◆ Try it
Could you output exactly the lines running from the one containing "Every instance of the white lace" to the final line of the listing below, leaving out pictures?

══ Records provided ══

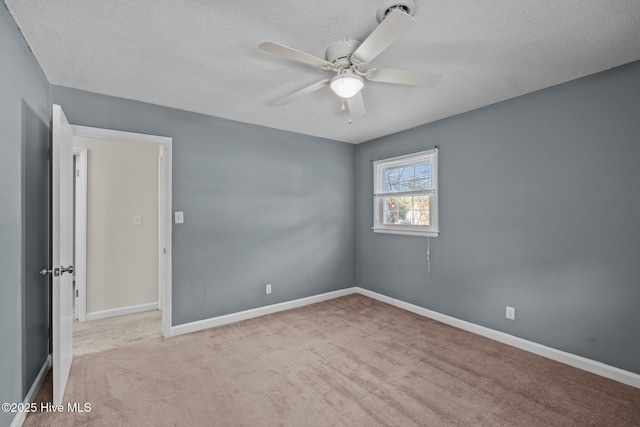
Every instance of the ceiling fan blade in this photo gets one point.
(403, 77)
(302, 92)
(395, 23)
(296, 55)
(356, 105)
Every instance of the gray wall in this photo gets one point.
(260, 205)
(23, 87)
(539, 202)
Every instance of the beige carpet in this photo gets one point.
(351, 361)
(113, 332)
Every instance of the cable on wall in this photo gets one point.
(429, 254)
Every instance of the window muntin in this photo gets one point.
(405, 194)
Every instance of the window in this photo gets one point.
(405, 194)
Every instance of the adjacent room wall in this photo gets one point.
(538, 210)
(260, 205)
(122, 258)
(23, 90)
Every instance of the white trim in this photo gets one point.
(119, 135)
(257, 312)
(80, 262)
(19, 418)
(598, 368)
(379, 196)
(406, 232)
(121, 311)
(165, 204)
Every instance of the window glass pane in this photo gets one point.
(412, 210)
(407, 178)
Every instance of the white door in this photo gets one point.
(62, 251)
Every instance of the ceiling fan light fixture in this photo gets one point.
(347, 84)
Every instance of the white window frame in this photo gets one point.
(379, 195)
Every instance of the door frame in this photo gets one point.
(80, 225)
(164, 208)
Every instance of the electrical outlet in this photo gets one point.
(511, 313)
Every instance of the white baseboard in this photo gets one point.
(579, 362)
(18, 420)
(122, 311)
(256, 312)
(598, 368)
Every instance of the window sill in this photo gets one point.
(406, 231)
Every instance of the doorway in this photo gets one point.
(122, 238)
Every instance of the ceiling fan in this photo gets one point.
(347, 58)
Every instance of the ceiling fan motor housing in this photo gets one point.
(407, 6)
(339, 52)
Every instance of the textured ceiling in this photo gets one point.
(203, 56)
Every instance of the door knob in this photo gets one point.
(66, 269)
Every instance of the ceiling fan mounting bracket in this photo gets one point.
(339, 53)
(407, 6)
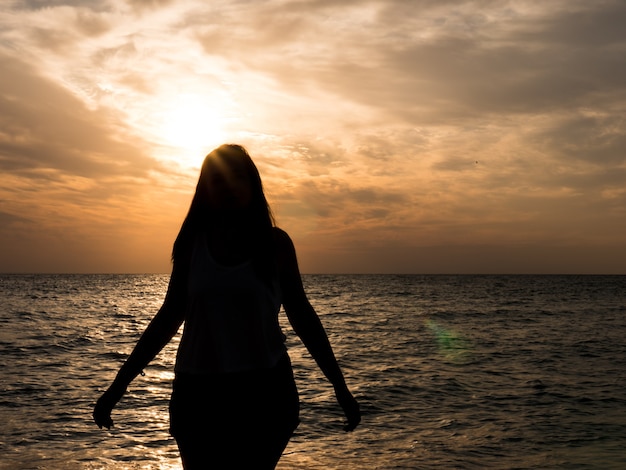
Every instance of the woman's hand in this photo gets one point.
(105, 404)
(351, 408)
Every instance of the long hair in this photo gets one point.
(259, 215)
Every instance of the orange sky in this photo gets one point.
(392, 136)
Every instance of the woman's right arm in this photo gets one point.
(157, 334)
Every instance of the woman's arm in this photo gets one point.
(157, 334)
(307, 325)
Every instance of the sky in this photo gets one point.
(392, 136)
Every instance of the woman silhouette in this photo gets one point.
(234, 400)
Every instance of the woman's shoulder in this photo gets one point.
(281, 237)
(283, 244)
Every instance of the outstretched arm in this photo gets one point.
(307, 325)
(157, 334)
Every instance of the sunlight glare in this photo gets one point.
(192, 124)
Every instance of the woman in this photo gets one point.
(234, 398)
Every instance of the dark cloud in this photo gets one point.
(45, 127)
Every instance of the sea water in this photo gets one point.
(466, 372)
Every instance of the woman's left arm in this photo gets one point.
(307, 325)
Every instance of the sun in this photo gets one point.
(191, 124)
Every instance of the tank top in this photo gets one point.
(231, 322)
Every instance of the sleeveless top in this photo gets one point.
(231, 322)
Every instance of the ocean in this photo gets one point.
(452, 372)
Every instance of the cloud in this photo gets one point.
(380, 128)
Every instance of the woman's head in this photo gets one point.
(229, 180)
(230, 183)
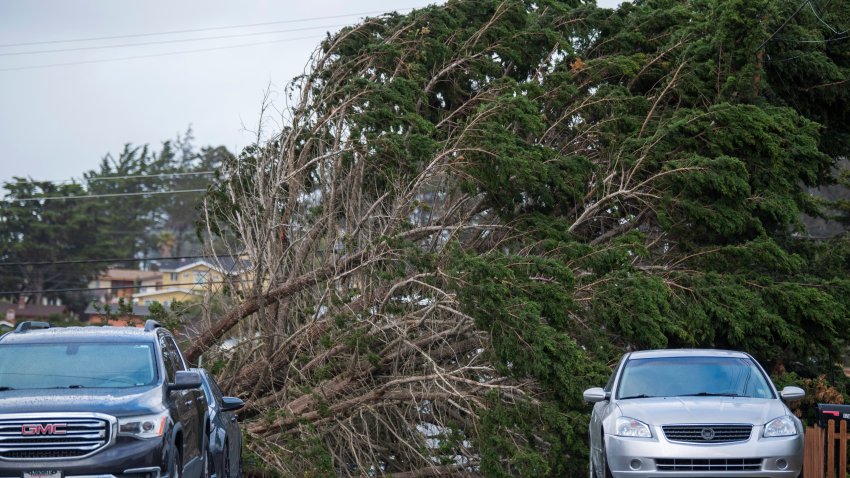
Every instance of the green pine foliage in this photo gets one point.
(654, 164)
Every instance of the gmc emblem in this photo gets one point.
(46, 429)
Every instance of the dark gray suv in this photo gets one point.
(106, 401)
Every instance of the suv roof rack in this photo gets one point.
(28, 325)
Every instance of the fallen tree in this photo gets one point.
(471, 210)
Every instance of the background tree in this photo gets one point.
(39, 232)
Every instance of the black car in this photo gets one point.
(105, 401)
(225, 438)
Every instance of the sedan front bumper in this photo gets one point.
(656, 457)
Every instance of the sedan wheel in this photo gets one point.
(604, 459)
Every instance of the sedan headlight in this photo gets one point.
(780, 427)
(144, 426)
(629, 427)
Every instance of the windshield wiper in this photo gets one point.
(710, 394)
(636, 396)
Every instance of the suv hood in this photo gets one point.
(111, 401)
(709, 410)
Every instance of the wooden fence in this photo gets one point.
(825, 454)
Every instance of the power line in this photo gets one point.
(783, 24)
(196, 30)
(95, 196)
(827, 25)
(165, 42)
(825, 40)
(137, 57)
(83, 289)
(111, 178)
(119, 259)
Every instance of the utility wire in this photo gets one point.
(110, 178)
(805, 2)
(196, 30)
(83, 289)
(118, 259)
(827, 25)
(95, 196)
(166, 42)
(137, 57)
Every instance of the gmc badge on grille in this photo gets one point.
(46, 429)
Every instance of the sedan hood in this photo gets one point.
(709, 410)
(111, 401)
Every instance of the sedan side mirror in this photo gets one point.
(596, 394)
(229, 404)
(789, 394)
(184, 380)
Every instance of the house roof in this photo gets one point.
(32, 310)
(169, 290)
(128, 274)
(224, 264)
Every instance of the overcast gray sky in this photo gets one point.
(58, 121)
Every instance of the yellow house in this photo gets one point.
(185, 280)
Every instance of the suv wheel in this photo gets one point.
(228, 469)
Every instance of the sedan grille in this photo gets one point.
(39, 438)
(713, 464)
(707, 433)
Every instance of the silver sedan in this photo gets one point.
(689, 413)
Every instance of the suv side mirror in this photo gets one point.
(230, 404)
(789, 394)
(595, 394)
(184, 380)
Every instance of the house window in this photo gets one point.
(200, 278)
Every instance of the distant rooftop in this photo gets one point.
(128, 275)
(224, 264)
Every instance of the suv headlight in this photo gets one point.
(629, 427)
(780, 427)
(143, 426)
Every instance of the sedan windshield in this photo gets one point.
(76, 365)
(692, 377)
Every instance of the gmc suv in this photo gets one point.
(105, 401)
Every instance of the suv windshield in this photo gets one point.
(692, 376)
(76, 365)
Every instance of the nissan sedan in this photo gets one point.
(693, 413)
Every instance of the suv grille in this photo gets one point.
(37, 438)
(713, 464)
(707, 433)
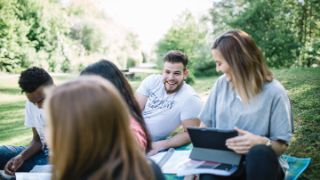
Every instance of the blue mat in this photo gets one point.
(296, 166)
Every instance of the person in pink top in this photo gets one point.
(109, 71)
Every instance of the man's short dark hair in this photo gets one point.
(176, 56)
(32, 78)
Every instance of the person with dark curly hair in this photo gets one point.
(13, 159)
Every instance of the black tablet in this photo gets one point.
(210, 138)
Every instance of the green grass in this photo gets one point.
(303, 85)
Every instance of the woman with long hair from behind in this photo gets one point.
(110, 72)
(89, 135)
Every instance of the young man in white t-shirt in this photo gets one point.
(19, 158)
(168, 102)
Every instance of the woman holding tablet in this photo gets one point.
(248, 99)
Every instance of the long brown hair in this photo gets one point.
(249, 70)
(110, 72)
(89, 133)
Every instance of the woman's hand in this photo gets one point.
(242, 143)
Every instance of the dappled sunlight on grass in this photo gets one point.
(303, 85)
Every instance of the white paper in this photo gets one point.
(174, 162)
(33, 176)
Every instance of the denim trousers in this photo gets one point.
(8, 152)
(261, 163)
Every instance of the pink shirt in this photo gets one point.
(138, 133)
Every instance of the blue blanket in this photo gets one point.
(296, 166)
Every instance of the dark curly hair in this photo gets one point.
(32, 78)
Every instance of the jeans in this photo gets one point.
(261, 163)
(8, 152)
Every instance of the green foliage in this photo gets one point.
(131, 62)
(287, 31)
(188, 36)
(27, 30)
(88, 36)
(65, 66)
(303, 85)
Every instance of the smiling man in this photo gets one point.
(168, 102)
(19, 158)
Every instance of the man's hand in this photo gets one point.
(158, 146)
(242, 143)
(13, 164)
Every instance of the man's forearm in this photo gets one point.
(178, 140)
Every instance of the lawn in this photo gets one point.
(303, 85)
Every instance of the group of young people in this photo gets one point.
(96, 127)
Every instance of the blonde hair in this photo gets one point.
(90, 135)
(249, 70)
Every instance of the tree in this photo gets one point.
(189, 36)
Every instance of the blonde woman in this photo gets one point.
(247, 97)
(89, 135)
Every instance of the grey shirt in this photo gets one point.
(267, 114)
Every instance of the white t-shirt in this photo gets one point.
(163, 112)
(34, 118)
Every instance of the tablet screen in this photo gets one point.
(210, 138)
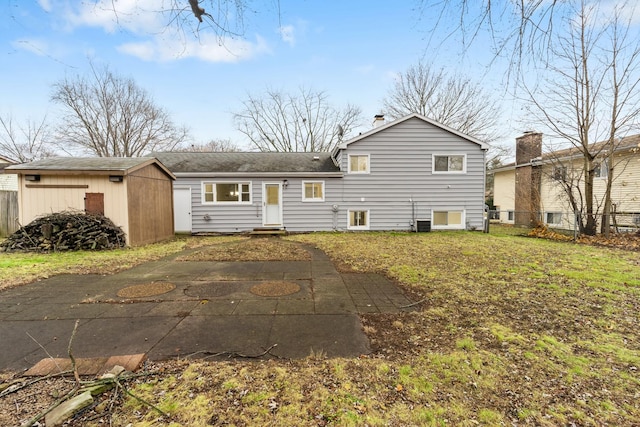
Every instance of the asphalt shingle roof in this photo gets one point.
(248, 162)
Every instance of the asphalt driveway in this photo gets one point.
(171, 308)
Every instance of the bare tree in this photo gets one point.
(25, 143)
(454, 101)
(302, 121)
(213, 146)
(111, 116)
(589, 98)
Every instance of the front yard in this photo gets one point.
(510, 330)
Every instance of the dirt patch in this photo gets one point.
(264, 249)
(146, 290)
(275, 289)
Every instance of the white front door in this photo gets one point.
(182, 209)
(272, 205)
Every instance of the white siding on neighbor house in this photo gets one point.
(400, 184)
(504, 184)
(625, 191)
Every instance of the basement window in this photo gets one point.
(358, 220)
(313, 191)
(447, 220)
(554, 218)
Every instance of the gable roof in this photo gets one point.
(4, 159)
(249, 163)
(483, 145)
(87, 165)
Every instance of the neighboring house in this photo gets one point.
(530, 189)
(409, 174)
(135, 193)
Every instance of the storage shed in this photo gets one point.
(135, 193)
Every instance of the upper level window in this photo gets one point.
(601, 170)
(226, 192)
(553, 217)
(313, 191)
(359, 163)
(449, 163)
(560, 173)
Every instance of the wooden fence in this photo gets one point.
(8, 212)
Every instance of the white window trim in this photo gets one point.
(554, 214)
(433, 163)
(368, 156)
(606, 170)
(463, 219)
(358, 227)
(316, 199)
(214, 202)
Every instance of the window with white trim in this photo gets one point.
(449, 163)
(553, 217)
(560, 173)
(453, 220)
(313, 191)
(358, 220)
(226, 192)
(358, 163)
(601, 170)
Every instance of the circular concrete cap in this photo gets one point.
(146, 290)
(275, 289)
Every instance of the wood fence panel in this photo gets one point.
(8, 212)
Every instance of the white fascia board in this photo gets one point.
(259, 174)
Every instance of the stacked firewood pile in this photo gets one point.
(66, 231)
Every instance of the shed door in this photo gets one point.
(182, 209)
(94, 203)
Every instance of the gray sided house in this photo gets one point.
(410, 174)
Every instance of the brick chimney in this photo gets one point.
(527, 191)
(528, 147)
(378, 120)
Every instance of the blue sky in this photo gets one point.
(350, 49)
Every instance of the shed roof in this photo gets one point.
(249, 163)
(87, 165)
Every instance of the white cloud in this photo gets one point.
(138, 16)
(208, 48)
(39, 47)
(365, 69)
(45, 5)
(287, 34)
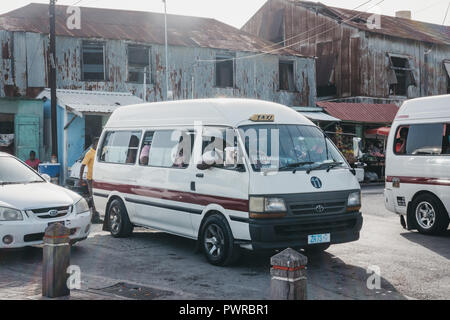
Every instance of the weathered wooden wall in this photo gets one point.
(24, 71)
(362, 64)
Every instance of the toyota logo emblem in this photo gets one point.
(53, 213)
(319, 208)
(316, 182)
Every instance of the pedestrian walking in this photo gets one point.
(88, 162)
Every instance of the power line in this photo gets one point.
(288, 46)
(298, 35)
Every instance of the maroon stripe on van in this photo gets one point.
(421, 180)
(180, 196)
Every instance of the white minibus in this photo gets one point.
(230, 173)
(418, 165)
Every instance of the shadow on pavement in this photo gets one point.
(438, 244)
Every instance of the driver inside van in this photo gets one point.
(400, 144)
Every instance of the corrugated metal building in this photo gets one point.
(360, 57)
(113, 48)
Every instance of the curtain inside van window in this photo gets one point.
(425, 139)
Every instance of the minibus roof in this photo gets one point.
(425, 108)
(221, 112)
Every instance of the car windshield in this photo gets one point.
(12, 171)
(288, 147)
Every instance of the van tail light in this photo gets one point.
(396, 182)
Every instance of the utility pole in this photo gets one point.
(53, 76)
(167, 54)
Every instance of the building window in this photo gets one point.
(401, 75)
(138, 64)
(225, 71)
(447, 69)
(93, 54)
(286, 75)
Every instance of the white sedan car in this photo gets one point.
(29, 204)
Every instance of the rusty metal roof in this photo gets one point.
(138, 26)
(360, 112)
(391, 26)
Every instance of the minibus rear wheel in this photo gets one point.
(217, 241)
(429, 214)
(119, 222)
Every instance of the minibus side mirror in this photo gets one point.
(231, 157)
(209, 159)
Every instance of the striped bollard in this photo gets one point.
(56, 260)
(288, 276)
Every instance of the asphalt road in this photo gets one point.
(156, 265)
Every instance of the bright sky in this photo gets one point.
(237, 12)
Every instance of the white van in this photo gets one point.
(418, 165)
(251, 174)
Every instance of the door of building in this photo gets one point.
(26, 135)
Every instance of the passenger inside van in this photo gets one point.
(145, 151)
(400, 144)
(132, 149)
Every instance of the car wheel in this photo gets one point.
(429, 215)
(317, 248)
(119, 222)
(217, 241)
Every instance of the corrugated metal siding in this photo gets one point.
(256, 77)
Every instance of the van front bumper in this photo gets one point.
(293, 232)
(30, 232)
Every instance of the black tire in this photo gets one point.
(317, 248)
(216, 229)
(119, 222)
(429, 215)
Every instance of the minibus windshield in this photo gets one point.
(288, 147)
(13, 171)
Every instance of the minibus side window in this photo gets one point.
(421, 139)
(120, 147)
(171, 149)
(400, 140)
(446, 139)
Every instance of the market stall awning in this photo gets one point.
(314, 113)
(360, 112)
(383, 131)
(82, 101)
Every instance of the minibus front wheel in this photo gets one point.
(217, 242)
(119, 222)
(429, 214)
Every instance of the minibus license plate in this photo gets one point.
(62, 222)
(319, 238)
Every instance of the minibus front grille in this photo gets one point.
(43, 213)
(318, 208)
(297, 230)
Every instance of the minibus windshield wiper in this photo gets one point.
(327, 165)
(295, 165)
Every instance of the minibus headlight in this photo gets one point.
(9, 214)
(261, 207)
(354, 201)
(81, 206)
(274, 205)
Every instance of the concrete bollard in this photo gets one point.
(288, 276)
(56, 260)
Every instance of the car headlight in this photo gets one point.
(354, 201)
(9, 214)
(81, 206)
(265, 207)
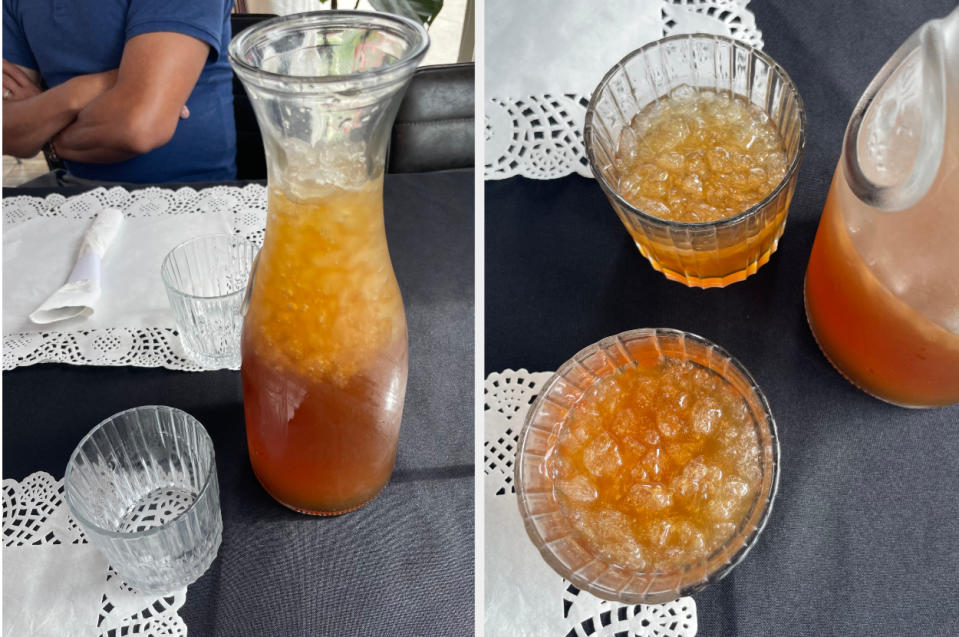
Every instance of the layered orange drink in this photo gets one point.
(324, 351)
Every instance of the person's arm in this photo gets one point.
(31, 116)
(140, 112)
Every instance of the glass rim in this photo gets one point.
(171, 287)
(119, 535)
(669, 223)
(419, 38)
(738, 545)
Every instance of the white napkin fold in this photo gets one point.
(77, 296)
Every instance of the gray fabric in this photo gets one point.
(863, 538)
(403, 564)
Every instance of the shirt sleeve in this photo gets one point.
(202, 19)
(15, 46)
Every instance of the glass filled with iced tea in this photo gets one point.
(647, 466)
(324, 342)
(696, 141)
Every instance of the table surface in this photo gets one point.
(864, 534)
(403, 564)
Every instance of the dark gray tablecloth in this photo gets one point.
(864, 535)
(402, 565)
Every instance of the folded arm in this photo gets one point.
(31, 116)
(140, 111)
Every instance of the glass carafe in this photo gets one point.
(882, 286)
(324, 342)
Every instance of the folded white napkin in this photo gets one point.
(77, 296)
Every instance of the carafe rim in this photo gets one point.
(398, 70)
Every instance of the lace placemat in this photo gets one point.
(139, 347)
(36, 517)
(541, 136)
(523, 596)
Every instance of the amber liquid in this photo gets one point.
(324, 353)
(876, 340)
(657, 466)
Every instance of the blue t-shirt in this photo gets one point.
(65, 38)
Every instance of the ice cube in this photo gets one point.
(672, 160)
(669, 423)
(579, 489)
(649, 496)
(720, 509)
(718, 159)
(684, 93)
(692, 185)
(707, 413)
(601, 456)
(736, 488)
(651, 437)
(632, 446)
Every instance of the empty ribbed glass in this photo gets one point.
(707, 254)
(143, 486)
(552, 532)
(205, 280)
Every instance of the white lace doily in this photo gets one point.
(35, 515)
(140, 347)
(507, 397)
(541, 136)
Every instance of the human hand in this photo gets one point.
(17, 85)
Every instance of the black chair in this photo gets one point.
(434, 127)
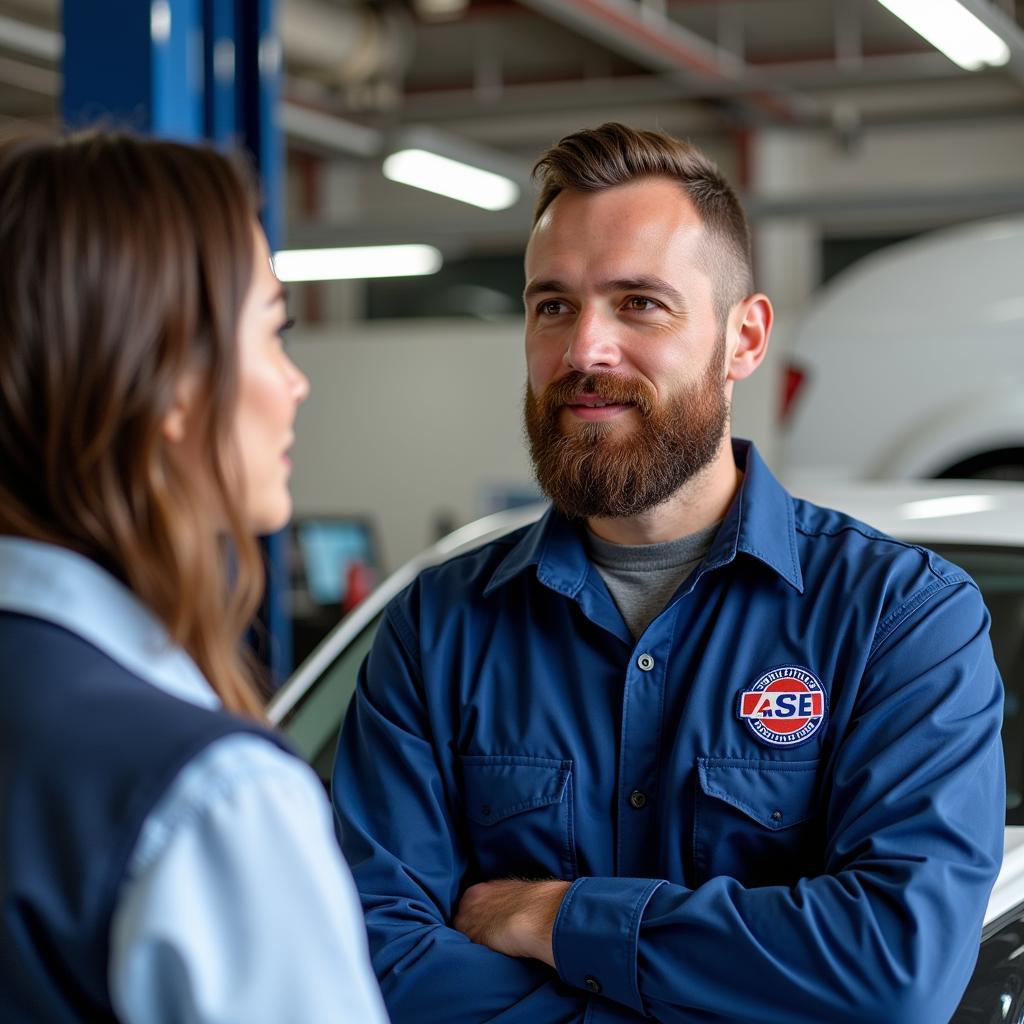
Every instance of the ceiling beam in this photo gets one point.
(641, 32)
(1006, 28)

═══

◆ Answer space
Every instance of the white lace doily in this photo gets one point.
(35, 515)
(140, 347)
(507, 397)
(541, 136)
Every instance of the human hand in this photo gets one point.
(17, 85)
Every instance of the black chair in this photo gets one point.
(434, 127)
Every instance of the ceiling beam in this photo gets one point.
(641, 32)
(1006, 28)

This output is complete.